- Exercises to complete:
1/ Translate this sentence from the forum thread on text separators into Spanish: "Basically I need to find all the characters that are between one word and another."
2/ Based on the forum thread on text separators, answer yes or no to each statement and quote the words that decide it. (a) The suggested function removes every character that is a-z, A-Z or 0-9. (b) The function's input parameter is declared as VARCHAR(4000). (c) The original poster describes the text as extremely wide.

- Excerpt to read:

════════

Function to return all separators from text column

  • Hello,

    I need some help , if possible, with a query that will return all the separators from a text column.

    Basically I have a text column with different row separators and words separators and I need a way to identify all of them.

    Any help will be much apreciated,

    Thank you!

  • What would define as "word separator"?

    _____________________________________________
    "The only true wisdom is in knowing you know nothing"
    "O skol'ko nam otkrytiy chudnyh prevnosit microsofta duh!":-D
    (So many miracle inventions provided by MS to us...)

    How to post your question to get the best and quick help[/url]

  • Basically I need to find all the characters that are between one word and another.

    So every character that is different from [a-z].

    For example in a text like:

    "4 filets de rascasses,<br />\r4 petits rougets de roche,<br />\r4 morceaux de raie,<br />\r4 morceaux de bar"

    The output should be:

    ' '

    ,

    <br />\r4

    But my problem is the text is extremely wide and I cannot identify all the separators, which can be everything different from a consequently appeareance of [a-z]

  • here's just one way to do it;

    this strips out every char that is a-z,A-Z and 0-9, leaving, i assume, what would be the word separators, like space, dash, comma, etc.

    /*--Results

    - - , ,

    -

    - ()

    */

    SELECT dbo.StripAlphaNumeric(YOURCOLUMNS) FROM YOURTABLE

    the scalar function:

    CREATE FUNCTION StripAlphaNumeric(@OriginalText VARCHAR(8000))

    RETURNS VARCHAR(8000)

    BEGIN

    DECLARE @CleanedText VARCHAR(8000)

    ;WITH tally (N) as

    (SELECT TOP 10000 row_number() OVER (ORDER BY sc1.id)

════════

- Records shown:
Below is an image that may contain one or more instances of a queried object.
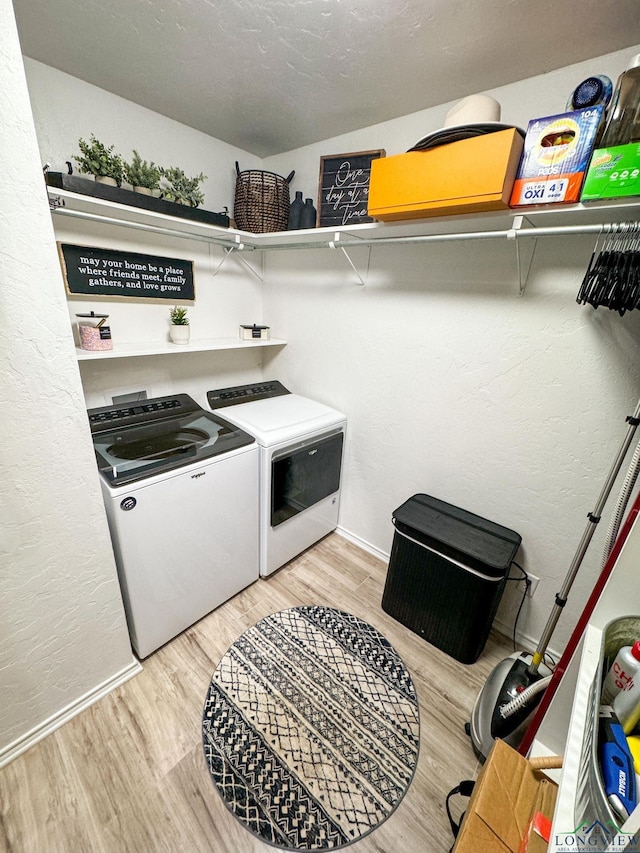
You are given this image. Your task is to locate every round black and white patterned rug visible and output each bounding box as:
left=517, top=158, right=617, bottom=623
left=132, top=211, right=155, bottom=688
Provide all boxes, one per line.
left=202, top=607, right=420, bottom=850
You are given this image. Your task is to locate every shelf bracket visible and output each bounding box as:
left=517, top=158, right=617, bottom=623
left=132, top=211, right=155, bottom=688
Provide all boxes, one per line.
left=507, top=216, right=538, bottom=296
left=328, top=231, right=371, bottom=287
left=211, top=235, right=264, bottom=282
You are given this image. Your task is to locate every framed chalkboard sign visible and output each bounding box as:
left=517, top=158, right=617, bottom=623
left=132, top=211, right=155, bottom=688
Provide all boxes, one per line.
left=317, top=150, right=386, bottom=227
left=58, top=243, right=195, bottom=301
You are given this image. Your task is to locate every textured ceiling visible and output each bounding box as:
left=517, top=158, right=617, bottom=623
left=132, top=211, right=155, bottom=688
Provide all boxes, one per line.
left=14, top=0, right=640, bottom=157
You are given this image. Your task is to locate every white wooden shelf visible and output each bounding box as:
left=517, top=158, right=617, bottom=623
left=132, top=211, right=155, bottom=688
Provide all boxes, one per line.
left=47, top=187, right=640, bottom=251
left=76, top=338, right=287, bottom=361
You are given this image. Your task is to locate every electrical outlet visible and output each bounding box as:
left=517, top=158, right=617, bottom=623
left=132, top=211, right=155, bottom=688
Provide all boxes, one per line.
left=527, top=575, right=540, bottom=598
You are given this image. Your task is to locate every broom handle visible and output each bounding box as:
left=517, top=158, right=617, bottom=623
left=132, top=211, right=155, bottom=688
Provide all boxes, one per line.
left=528, top=400, right=640, bottom=675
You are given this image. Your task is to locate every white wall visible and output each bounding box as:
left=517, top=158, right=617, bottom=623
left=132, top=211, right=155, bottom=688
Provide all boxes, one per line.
left=25, top=58, right=269, bottom=406
left=0, top=0, right=137, bottom=764
left=264, top=48, right=640, bottom=649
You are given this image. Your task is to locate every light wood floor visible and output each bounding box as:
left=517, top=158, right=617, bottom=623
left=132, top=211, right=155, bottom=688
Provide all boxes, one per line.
left=0, top=534, right=511, bottom=853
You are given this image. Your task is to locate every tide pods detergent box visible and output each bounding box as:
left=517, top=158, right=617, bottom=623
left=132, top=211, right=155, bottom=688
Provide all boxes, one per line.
left=581, top=142, right=640, bottom=201
left=509, top=106, right=603, bottom=207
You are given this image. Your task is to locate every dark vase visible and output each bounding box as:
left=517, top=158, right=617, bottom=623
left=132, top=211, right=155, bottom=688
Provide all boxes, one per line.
left=287, top=192, right=304, bottom=231
left=300, top=198, right=316, bottom=228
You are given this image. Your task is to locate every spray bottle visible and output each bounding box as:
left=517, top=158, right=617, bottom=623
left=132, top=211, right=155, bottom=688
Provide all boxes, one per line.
left=598, top=53, right=640, bottom=148
left=600, top=641, right=640, bottom=705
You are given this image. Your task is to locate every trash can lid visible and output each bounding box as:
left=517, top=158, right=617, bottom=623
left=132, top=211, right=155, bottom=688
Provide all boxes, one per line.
left=393, top=494, right=522, bottom=571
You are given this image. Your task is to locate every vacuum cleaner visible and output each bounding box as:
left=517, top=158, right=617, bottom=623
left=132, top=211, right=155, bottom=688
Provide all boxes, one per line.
left=465, top=401, right=640, bottom=762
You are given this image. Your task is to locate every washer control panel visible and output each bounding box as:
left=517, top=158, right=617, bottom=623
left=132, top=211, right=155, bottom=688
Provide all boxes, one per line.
left=207, top=379, right=290, bottom=409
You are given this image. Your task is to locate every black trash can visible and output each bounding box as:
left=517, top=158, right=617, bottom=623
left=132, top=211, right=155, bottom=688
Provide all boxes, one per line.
left=382, top=494, right=522, bottom=663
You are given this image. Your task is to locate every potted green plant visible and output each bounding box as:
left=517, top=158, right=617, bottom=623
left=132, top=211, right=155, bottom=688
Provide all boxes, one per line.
left=73, top=134, right=124, bottom=187
left=124, top=148, right=161, bottom=195
left=169, top=305, right=191, bottom=344
left=160, top=166, right=207, bottom=207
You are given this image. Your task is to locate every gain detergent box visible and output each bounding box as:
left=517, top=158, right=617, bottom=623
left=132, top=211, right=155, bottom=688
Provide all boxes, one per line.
left=509, top=106, right=604, bottom=207
left=581, top=142, right=640, bottom=201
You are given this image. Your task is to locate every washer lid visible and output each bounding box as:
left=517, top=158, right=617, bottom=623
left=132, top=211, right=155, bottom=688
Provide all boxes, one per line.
left=212, top=394, right=346, bottom=447
left=88, top=394, right=254, bottom=485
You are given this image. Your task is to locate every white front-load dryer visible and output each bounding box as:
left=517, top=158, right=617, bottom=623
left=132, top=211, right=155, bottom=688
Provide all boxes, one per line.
left=207, top=380, right=346, bottom=576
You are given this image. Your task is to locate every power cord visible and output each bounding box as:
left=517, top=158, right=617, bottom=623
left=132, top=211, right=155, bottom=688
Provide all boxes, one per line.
left=507, top=560, right=531, bottom=652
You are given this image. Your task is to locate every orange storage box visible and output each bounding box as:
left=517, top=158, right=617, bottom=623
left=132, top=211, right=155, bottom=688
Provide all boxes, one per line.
left=369, top=128, right=524, bottom=221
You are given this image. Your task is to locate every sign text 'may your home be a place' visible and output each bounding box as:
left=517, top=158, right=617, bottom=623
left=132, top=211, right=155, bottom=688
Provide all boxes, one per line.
left=58, top=243, right=195, bottom=300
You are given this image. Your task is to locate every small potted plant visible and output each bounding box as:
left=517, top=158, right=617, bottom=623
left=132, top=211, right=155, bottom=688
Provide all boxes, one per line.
left=160, top=166, right=207, bottom=207
left=73, top=134, right=124, bottom=187
left=124, top=148, right=161, bottom=195
left=169, top=305, right=191, bottom=344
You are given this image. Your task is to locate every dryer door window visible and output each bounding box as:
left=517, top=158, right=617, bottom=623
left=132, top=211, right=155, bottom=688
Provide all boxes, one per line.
left=271, top=432, right=344, bottom=527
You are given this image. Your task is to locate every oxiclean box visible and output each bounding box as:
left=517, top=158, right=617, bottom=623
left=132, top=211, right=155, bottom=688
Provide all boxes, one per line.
left=510, top=106, right=603, bottom=207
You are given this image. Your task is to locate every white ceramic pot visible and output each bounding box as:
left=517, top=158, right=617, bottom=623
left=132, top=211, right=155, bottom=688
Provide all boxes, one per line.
left=169, top=325, right=191, bottom=344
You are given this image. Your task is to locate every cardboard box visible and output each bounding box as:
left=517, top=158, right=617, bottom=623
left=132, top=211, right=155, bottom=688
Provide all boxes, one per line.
left=580, top=142, right=640, bottom=201
left=454, top=740, right=557, bottom=853
left=511, top=106, right=603, bottom=207
left=368, top=128, right=524, bottom=221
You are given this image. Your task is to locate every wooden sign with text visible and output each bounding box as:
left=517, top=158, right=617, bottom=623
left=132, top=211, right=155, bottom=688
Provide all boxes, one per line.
left=317, top=150, right=385, bottom=227
left=58, top=243, right=195, bottom=301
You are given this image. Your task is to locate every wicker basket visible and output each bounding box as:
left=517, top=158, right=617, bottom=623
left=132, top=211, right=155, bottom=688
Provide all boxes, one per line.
left=233, top=163, right=295, bottom=234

════════

- Solved problems:
1/ Básicamente necesito encontrar todos los caracteres que están entre una palabra y otra.

2/
(a) Yes: "this strips out every char that is a-z,A-Z and 0-9"
(b) No: "CREATE FUNCTION StripAlphaNumeric(@OriginalText VARCHAR(8000))"
(c) Yes: "my problem is the text is extremely wide"